*EXERCISE INPUTS*:
-- BEGIN --

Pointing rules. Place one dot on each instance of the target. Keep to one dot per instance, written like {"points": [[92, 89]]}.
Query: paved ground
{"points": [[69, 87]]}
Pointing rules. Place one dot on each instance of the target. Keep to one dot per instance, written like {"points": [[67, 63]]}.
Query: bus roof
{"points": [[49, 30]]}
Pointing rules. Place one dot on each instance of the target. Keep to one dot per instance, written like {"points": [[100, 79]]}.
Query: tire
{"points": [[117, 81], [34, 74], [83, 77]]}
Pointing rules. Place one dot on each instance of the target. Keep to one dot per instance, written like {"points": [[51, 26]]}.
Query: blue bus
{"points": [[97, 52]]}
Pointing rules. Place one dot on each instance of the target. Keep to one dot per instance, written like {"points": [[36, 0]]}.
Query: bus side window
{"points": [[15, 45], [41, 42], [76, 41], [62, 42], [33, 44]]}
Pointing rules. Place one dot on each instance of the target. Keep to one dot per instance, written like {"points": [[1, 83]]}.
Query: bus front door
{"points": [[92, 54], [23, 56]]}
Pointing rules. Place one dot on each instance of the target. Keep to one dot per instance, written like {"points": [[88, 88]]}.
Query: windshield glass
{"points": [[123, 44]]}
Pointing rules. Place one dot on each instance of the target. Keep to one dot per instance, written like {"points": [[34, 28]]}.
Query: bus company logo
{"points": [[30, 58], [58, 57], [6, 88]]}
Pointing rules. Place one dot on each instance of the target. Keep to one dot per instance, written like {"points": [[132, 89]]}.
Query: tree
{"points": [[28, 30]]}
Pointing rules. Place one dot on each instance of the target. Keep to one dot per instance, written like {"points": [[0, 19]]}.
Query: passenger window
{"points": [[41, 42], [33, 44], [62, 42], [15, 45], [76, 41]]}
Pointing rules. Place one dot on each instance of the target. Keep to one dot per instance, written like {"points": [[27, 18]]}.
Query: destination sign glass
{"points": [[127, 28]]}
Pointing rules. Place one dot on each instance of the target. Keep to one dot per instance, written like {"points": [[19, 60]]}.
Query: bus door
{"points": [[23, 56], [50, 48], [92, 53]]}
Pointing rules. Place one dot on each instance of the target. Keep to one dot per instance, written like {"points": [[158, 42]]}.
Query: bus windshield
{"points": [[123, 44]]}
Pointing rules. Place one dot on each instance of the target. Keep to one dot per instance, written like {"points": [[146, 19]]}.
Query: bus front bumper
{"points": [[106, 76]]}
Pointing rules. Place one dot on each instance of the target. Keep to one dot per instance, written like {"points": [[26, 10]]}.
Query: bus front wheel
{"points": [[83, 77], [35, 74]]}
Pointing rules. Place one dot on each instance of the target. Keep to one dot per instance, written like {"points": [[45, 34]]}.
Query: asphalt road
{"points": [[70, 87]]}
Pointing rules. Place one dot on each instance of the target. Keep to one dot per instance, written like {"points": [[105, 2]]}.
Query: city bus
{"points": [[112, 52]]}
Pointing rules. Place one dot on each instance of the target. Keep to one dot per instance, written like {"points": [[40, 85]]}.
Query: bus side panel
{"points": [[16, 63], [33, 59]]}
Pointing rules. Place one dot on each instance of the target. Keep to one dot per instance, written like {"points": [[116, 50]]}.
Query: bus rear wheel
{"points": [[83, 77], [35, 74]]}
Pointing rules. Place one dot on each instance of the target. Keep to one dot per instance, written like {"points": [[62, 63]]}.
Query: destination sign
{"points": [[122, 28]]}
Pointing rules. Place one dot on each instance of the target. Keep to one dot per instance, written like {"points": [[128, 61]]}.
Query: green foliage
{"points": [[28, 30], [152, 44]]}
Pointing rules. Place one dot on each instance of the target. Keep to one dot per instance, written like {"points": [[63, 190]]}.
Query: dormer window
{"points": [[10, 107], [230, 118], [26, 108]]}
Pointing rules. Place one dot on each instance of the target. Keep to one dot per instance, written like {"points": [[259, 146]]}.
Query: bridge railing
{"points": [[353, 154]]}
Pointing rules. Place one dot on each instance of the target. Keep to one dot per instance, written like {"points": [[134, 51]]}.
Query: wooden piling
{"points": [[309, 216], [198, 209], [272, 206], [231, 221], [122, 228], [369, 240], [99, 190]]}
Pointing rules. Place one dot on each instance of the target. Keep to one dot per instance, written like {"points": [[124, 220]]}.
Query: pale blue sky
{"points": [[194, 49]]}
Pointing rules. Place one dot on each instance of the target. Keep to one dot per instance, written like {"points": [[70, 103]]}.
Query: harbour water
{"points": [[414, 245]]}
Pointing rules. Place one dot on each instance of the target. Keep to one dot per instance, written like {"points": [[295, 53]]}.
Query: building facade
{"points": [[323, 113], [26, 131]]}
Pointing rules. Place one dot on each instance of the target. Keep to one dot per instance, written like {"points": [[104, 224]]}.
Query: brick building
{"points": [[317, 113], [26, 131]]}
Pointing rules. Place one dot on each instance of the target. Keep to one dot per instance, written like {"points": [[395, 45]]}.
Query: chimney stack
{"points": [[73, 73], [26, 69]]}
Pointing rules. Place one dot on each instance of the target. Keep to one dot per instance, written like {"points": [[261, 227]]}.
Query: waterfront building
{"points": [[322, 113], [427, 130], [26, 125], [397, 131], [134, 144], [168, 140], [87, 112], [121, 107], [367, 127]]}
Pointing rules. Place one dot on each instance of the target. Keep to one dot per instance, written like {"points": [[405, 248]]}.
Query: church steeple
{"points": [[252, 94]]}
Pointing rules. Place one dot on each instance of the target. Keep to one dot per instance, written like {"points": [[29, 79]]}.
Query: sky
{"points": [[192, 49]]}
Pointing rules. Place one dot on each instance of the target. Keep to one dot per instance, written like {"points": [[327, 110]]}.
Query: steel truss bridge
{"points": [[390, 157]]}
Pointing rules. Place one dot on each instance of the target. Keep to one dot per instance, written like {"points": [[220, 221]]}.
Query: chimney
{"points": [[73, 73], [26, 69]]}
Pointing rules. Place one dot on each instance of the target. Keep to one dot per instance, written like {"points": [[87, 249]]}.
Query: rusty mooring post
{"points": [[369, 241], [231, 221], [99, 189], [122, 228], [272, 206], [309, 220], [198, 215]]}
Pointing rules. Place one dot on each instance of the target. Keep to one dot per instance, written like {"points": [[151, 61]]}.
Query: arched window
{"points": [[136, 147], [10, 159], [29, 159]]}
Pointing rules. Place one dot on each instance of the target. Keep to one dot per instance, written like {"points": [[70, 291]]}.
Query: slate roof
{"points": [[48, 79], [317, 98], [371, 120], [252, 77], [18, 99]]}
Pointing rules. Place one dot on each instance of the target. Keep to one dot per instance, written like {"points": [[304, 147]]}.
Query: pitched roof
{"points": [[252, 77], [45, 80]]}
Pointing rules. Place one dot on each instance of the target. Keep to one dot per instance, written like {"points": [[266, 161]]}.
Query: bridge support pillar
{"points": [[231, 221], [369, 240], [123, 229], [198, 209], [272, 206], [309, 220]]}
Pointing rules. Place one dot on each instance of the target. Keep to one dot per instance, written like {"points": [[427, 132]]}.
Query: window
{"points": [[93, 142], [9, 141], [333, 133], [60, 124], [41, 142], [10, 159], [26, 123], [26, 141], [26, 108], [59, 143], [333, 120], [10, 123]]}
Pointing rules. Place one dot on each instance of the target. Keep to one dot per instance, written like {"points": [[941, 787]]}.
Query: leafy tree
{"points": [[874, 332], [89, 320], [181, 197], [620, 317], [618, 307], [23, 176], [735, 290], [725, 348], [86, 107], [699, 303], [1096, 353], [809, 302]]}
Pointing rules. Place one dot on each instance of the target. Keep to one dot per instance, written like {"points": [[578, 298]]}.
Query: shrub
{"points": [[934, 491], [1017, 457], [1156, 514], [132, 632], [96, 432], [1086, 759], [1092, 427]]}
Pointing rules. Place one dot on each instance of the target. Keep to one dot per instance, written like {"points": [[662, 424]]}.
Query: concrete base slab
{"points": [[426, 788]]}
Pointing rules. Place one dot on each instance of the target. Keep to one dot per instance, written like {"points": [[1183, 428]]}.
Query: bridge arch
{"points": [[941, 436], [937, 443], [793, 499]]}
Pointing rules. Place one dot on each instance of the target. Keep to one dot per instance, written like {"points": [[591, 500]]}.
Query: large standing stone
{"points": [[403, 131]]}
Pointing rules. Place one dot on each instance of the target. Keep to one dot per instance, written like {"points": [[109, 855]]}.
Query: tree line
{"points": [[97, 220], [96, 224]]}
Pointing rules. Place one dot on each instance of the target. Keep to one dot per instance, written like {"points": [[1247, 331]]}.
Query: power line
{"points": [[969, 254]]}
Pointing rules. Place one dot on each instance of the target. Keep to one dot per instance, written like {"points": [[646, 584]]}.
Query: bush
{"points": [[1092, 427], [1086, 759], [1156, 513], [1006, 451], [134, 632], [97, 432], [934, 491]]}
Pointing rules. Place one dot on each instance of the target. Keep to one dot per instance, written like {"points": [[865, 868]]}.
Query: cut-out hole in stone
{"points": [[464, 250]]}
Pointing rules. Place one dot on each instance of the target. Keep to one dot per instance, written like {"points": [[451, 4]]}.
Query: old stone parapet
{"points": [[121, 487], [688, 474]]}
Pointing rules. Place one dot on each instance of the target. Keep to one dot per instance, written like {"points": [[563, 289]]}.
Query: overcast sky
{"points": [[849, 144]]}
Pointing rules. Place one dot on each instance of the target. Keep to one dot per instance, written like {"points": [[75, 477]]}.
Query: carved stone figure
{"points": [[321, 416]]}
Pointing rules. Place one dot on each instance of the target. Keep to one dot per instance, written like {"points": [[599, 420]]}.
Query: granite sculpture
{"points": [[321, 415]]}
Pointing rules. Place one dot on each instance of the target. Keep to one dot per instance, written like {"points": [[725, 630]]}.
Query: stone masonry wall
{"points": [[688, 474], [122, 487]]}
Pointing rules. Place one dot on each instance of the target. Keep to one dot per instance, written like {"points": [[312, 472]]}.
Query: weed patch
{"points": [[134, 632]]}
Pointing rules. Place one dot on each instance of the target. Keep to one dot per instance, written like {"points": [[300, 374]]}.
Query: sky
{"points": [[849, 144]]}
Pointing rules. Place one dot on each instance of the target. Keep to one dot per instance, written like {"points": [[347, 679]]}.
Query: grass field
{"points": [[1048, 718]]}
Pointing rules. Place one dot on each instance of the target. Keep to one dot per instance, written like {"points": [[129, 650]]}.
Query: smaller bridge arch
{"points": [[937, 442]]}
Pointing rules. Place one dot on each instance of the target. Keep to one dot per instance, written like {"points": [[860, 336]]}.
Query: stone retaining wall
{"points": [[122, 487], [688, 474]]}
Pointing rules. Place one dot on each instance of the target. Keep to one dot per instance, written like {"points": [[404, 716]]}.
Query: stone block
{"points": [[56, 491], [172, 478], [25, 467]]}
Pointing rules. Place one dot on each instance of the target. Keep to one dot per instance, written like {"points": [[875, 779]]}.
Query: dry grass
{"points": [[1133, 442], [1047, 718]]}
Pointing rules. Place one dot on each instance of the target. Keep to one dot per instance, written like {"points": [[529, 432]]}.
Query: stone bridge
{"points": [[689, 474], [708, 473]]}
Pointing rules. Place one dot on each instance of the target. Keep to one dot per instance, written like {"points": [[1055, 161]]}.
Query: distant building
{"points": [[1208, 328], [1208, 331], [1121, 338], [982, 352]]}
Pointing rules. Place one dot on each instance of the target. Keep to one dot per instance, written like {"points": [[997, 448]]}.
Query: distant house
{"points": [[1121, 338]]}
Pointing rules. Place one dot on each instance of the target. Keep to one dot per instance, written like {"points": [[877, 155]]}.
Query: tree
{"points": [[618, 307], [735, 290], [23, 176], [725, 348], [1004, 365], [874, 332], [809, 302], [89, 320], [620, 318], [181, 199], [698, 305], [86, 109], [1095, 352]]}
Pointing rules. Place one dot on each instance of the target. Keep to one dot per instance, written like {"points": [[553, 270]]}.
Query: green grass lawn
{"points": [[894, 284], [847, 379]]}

-- END --

How many lines above contain the string "tree"? Case counts. Reply with the number alone.

*RESULT*:
4